Engineers at Yale University have discovered that the stiffness of liquid drops embedded in solids has something in common with Goldilocks: While large drops of liquids are softer than the solid that surrounds them, extremely tiny drops of liquid can actually be stiffer than certain solids. But when they’re “just right,” the liquid drops have the exact same stiffness as the surrounding solid.

The key is a liquid’s tendency to have as small a surface as possible — a contractile force known as “surface tension” that, for example, allows a cup of water to be filled slightly above the brim without spilling.

“Usually, replacing parts of a solid with liquid only makes a material weaker,” said associate professor of mechanical engineering and materials science Eric Dufresne, principle investigator of the research appearing Dec. 15 in Nature Physics. “But when the embedded liquid droplets are very small, surface tension makes them so stiff that they can actually make a solid stronger.”

Dufresne’s team demonstrated this counterintuitive effect by embedding liquid drops as small as a micron in diameter into silicone. The researchers then stretched the silicone, causing the liquid to stretch as well.

• EXERCISE DETAILS: Quote the passage on liquid drops in solids in full, word for word. The material is separate from the passage on liquid drops in solids.

• EXTRACTED DATA:

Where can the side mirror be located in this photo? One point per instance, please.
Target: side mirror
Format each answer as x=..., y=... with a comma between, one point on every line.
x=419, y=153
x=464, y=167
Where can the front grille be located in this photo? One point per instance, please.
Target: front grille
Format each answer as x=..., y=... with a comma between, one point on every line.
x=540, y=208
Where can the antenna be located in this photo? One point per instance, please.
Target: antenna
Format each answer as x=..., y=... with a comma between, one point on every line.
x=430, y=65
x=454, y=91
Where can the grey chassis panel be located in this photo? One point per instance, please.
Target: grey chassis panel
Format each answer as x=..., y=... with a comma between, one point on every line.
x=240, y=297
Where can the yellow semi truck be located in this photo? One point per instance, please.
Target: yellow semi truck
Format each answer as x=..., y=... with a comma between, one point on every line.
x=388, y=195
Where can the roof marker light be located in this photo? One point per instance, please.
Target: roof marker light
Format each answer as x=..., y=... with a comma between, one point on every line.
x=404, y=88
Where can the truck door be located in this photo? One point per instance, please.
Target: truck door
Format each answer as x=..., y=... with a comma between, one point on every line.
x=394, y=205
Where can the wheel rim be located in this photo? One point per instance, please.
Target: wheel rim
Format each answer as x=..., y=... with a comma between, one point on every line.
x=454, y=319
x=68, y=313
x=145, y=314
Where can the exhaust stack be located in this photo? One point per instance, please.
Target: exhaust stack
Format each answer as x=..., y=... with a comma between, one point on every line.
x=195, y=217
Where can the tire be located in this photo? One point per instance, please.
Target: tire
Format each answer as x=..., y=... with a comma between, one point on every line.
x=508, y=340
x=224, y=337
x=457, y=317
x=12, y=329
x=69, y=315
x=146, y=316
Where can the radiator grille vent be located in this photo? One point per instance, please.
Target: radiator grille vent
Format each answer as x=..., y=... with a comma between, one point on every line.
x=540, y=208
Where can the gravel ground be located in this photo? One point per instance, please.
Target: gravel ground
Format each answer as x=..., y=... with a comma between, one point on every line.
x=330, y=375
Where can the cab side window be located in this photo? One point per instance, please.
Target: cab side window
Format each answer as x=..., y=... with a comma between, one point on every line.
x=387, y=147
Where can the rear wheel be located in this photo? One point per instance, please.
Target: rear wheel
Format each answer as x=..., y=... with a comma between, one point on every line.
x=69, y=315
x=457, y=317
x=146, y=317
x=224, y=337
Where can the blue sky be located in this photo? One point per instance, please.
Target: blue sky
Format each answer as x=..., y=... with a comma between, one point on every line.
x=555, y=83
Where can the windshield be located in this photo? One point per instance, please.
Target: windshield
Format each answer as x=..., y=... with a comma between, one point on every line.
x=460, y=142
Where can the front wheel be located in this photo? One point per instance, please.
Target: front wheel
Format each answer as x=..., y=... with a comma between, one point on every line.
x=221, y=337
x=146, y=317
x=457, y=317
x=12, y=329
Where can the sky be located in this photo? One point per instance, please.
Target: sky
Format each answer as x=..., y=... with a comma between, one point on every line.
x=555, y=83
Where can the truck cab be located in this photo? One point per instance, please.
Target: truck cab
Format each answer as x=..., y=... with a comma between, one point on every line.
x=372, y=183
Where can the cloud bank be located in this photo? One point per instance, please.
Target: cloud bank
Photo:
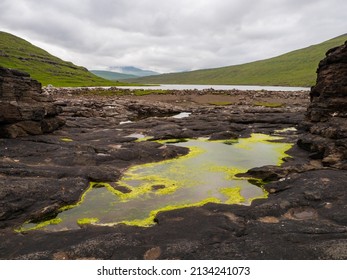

• ANSWER IN FULL:
Engineers at Yale University have discovered that the stiffness of liquid drops embedded in solids has something in common with Goldilocks: While large drops of liquids are softer than the solid that surrounds them, extremely tiny drops of liquid can actually be stiffer than certain solids. But when they’re “just right,” the liquid drops have the exact same stiffness as the surrounding solid.

The key is a liquid’s tendency to have as small a surface as possible — a contractile force known as “surface tension” that, for example, allows a cup of water to be filled slightly above the brim without spilling.

“Usually, replacing parts of a solid with liquid only makes a material weaker,” said associate professor of mechanical engineering and materials science Eric Dufresne, principle investigator of the research appearing Dec. 15 in Nature Physics. “But when the embedded liquid droplets are very small, surface tension makes them so stiff that they can actually make a solid stronger.”

Dufresne’s team demonstrated this counterintuitive effect by embedding liquid drops as small as a micron in diameter into silicone. The researchers then stretched the silicone, causing the liquid to stretch as well.